• _PROBLEM DESCRIPTION_: Reproduce word for word the part of the d_revalidate patch message from "On Thu, Dec" to "you hit this?".

─── SUPPLIED PASSAGE

[PATCH 1/1] fix d_revalidate oopsen on NFS exports

Chris Dunlop chris at onthe.net.au
Thu Dec 1 02:23:08 EST 2011


On Thu, Dec 01, 2011 at 12:50:25AM -0600, Tyler Hicks wrote:
> On 2011-11-29 19:25:01, Chris Dunlop wrote:
>> I haven't seen any response to this patch which fixes an Oops in
>> d_revalidate. I hit this using NFS, but various other file
>> systems look to be likewise vulnerable, hence the broadness of
>> the patch. The sequence leading to the Oops is:
>> 
>> lookup_one_len() [fs/namei.c]
>>    calls __lookup_hash() [fs/namei.c] with nd == NULL,
>>       which can then call the file system specific d_revalidate(), passing in nd == NULL
>>          which will then Oops if nd is used without checking
> 
> Hey Chris - Can you share what you were trying to do when you hit this?
> Were you stacking eCryptfs on top of NFS? Another stacked filesystem on
> top of NFS?

──────
─── DATA ENTRIES

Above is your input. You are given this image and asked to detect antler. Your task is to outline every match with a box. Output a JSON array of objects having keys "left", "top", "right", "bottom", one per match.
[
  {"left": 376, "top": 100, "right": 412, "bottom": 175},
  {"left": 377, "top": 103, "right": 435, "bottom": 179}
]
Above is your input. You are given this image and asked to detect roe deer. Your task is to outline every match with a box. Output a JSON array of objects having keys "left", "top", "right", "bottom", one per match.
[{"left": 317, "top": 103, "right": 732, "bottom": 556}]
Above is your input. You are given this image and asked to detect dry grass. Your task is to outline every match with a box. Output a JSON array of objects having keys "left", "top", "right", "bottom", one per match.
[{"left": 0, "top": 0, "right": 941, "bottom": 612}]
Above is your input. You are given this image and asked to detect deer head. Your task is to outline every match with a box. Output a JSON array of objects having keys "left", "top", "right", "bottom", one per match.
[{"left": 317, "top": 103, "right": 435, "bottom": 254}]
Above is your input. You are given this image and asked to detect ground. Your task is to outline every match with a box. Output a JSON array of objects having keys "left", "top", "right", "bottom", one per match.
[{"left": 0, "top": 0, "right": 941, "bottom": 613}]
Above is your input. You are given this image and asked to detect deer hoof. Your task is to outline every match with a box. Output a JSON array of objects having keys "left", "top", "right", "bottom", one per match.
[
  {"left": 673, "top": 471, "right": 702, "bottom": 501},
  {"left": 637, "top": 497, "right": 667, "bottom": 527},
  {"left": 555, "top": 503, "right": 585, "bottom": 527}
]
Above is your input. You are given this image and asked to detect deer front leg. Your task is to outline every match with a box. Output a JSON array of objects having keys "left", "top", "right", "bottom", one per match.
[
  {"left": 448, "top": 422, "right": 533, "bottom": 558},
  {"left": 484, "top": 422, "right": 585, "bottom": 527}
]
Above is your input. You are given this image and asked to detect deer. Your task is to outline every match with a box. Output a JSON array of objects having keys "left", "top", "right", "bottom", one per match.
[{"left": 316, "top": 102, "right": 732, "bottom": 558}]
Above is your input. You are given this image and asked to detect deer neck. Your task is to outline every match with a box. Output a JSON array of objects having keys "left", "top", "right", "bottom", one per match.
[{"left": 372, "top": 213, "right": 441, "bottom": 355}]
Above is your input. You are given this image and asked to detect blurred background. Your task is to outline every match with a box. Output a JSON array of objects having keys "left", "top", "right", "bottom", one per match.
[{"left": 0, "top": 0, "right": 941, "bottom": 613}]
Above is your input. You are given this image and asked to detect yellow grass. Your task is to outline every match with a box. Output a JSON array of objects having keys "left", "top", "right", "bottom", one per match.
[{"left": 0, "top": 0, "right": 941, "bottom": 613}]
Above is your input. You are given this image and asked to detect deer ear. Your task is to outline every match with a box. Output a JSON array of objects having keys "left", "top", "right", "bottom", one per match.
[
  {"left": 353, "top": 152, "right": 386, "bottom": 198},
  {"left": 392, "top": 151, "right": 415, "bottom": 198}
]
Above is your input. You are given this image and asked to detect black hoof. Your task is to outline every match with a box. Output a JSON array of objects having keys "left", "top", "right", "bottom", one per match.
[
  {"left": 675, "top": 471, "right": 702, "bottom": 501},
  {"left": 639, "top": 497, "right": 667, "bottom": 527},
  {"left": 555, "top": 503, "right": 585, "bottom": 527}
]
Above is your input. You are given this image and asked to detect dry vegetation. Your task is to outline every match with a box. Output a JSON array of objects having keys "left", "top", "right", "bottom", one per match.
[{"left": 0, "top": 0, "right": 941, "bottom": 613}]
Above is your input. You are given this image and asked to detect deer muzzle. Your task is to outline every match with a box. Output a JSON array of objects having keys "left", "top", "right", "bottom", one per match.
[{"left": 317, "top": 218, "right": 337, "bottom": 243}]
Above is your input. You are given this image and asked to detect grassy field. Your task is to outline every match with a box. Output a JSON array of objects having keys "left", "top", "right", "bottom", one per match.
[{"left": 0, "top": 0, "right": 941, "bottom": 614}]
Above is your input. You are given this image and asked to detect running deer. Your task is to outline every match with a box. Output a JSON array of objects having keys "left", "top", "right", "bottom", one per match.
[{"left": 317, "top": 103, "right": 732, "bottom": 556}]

──────
─── DATA ENTRIES

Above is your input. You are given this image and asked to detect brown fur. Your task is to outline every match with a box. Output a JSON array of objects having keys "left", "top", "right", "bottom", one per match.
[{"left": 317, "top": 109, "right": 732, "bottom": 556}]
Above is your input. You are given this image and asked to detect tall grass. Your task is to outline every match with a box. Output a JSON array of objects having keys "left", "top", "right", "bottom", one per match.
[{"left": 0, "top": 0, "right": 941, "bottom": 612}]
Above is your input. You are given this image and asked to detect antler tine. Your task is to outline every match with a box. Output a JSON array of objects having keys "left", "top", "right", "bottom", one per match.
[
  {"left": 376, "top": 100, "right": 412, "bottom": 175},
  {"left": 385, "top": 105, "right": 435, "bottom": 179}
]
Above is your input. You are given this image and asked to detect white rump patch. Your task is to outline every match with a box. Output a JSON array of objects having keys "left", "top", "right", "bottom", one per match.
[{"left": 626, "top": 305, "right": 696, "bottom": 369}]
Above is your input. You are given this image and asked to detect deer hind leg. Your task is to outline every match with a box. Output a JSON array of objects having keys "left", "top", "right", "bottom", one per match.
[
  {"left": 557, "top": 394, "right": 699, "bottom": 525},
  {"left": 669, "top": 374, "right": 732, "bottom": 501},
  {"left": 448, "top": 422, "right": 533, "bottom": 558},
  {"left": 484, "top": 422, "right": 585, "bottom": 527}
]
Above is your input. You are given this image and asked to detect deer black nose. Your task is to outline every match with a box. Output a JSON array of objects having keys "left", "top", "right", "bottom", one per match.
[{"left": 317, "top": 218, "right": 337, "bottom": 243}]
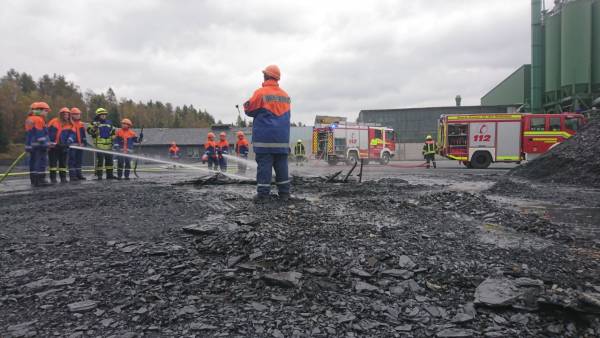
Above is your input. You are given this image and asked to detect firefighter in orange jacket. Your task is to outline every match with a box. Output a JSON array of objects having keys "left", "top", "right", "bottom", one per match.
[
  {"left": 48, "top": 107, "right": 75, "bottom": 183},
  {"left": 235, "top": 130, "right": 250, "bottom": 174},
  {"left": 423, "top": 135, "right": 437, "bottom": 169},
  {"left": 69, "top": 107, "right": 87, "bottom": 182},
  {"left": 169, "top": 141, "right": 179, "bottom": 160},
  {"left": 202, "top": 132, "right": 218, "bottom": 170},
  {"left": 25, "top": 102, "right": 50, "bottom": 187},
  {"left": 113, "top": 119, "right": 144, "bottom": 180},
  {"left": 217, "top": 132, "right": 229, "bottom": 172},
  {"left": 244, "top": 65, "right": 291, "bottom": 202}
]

──────

• _RESULT OF THIS TASK_:
On Thu, Dec 01, 2011 at 12:50:25AM -0600, Tyler Hicks wrote:
> On 2011-11-29 19:25:01, Chris Dunlop wrote:
>> I haven't seen any response to this patch which fixes an Oops in
>> d_revalidate. I hit this using NFS, but various other file
>> systems look to be likewise vulnerable, hence the broadness of
>> the patch. The sequence leading to the Oops is:
>> 
>> lookup_one_len() [fs/namei.c]
>>    calls __lookup_hash() [fs/namei.c] with nd == NULL,
>>       which can then call the file system specific d_revalidate(), passing in nd == NULL
>>          which will then Oops if nd is used without checking
> 
> Hey Chris - Can you share what you were trying to do when you hit this?